● **Supplied records**
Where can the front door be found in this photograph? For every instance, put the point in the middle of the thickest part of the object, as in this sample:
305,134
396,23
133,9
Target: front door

● **How to complete this task**
Return every line in the records that includes the string "front".

● **The answer**
Where can the front door be found in this photograph? For every instance, put the point in the middle of the thickest part of the object, as in this sample:
Target: front door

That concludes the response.